Directive —
Give the records as a JSON list of strings, one string per line with blank lines omitted, starting at the first line and ending at the line that contains "pixel 280 196", both included.

Input for this task —
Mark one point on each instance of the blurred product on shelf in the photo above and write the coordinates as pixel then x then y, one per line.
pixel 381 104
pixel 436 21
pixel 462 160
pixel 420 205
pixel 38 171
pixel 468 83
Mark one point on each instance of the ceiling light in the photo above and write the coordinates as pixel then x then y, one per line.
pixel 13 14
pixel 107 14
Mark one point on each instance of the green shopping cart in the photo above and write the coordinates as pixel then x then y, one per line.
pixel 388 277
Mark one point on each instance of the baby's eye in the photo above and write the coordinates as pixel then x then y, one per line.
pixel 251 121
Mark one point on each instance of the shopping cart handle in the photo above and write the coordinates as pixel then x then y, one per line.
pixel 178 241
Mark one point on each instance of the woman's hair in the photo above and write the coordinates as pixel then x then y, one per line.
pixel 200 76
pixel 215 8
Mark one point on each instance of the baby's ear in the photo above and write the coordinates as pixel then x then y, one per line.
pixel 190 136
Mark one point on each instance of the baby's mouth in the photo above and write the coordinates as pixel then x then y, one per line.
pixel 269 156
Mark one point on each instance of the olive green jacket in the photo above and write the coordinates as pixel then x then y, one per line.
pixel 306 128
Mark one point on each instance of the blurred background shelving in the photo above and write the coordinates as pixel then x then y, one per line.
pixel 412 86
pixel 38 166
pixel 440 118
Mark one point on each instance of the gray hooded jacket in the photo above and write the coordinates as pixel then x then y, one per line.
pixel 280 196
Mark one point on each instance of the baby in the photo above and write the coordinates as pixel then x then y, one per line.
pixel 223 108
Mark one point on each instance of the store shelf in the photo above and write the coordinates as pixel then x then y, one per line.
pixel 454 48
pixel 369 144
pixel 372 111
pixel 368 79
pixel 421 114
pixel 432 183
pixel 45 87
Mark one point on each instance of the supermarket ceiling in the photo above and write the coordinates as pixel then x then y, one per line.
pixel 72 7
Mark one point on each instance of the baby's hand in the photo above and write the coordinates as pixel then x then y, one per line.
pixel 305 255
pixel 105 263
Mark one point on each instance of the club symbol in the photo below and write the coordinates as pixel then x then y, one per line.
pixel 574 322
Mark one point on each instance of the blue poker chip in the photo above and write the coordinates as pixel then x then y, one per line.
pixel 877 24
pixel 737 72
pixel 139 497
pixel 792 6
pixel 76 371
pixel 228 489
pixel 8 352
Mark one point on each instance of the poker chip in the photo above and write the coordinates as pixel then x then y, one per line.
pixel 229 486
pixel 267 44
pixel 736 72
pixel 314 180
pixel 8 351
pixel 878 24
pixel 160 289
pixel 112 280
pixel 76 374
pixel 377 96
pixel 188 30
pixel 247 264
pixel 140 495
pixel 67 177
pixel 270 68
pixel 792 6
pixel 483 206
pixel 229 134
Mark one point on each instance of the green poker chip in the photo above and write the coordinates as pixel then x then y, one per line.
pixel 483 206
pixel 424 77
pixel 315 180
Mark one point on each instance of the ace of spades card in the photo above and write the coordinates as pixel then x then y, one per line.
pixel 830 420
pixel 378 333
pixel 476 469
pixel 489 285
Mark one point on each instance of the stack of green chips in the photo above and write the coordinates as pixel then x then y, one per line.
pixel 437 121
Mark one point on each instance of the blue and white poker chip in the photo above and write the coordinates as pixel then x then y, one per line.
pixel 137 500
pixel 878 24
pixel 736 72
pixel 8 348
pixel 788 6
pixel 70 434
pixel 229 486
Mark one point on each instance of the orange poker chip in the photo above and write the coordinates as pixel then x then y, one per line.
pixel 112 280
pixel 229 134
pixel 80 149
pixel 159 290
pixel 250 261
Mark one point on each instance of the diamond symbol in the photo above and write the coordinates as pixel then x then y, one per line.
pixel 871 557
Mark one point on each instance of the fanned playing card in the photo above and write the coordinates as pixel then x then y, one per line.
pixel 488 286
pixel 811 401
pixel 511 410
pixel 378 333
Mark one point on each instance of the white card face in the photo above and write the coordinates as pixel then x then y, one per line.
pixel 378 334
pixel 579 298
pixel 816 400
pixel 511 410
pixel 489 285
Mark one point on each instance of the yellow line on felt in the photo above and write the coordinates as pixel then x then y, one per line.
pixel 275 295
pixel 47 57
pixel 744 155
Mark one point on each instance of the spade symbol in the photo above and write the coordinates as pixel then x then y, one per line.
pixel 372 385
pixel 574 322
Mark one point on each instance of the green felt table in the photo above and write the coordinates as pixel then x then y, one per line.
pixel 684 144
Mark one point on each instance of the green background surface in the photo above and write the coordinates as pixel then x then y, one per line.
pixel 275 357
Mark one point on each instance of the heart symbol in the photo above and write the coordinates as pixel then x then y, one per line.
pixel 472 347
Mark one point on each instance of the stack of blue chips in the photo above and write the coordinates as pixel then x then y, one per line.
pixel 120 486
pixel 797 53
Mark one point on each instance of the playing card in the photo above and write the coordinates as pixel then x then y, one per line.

Correct output —
[
  "Mark one point on each instance of the blurred product on shelf in the photo above and write the coordinates as pixel then x then y, one per line.",
  "pixel 381 104",
  "pixel 436 21",
  "pixel 462 160",
  "pixel 420 205",
  "pixel 38 171",
  "pixel 468 83",
  "Mark one point on each instance of the ceiling light in the photo above and write the coordinates as pixel then x then y, one per line.",
  "pixel 13 14",
  "pixel 107 14",
  "Mark one point on each instance of the green shopping cart in the photo above and write the coordinates as pixel then x then y, one per line.",
  "pixel 388 277",
  "Mark one point on each instance of the baby's eye in the photo above and write the coordinates as pixel then x then y, one per line.",
  "pixel 251 121",
  "Mark one point on each instance of the shopping cart handle in the photo above and write the coordinates as pixel then x then y, one per line.",
  "pixel 178 241",
  "Mark one point on each instance of the woman's hair in the photo above and write the coordinates as pixel then x then y, one per line.",
  "pixel 200 76",
  "pixel 215 8",
  "Mark one point on each instance of the baby's ear in the photo above and write the coordinates as pixel then x then y, one per line.",
  "pixel 190 136",
  "Mark one point on each instance of the baby's mouth in the photo above and write the coordinates as pixel then x then y, one per line.",
  "pixel 269 156",
  "Mark one point on each instance of the olive green jacket in the photo above and write the coordinates as pixel then x then y, one per line.",
  "pixel 306 128",
  "Mark one point on each instance of the blurred background shelving in the photo above and write the coordinates as pixel then x then y, one per line.",
  "pixel 412 86",
  "pixel 38 166",
  "pixel 440 118",
  "Mark one point on each instance of the gray hooded jacket in the photo above and write the coordinates as pixel then x then y, one per line.",
  "pixel 280 196"
]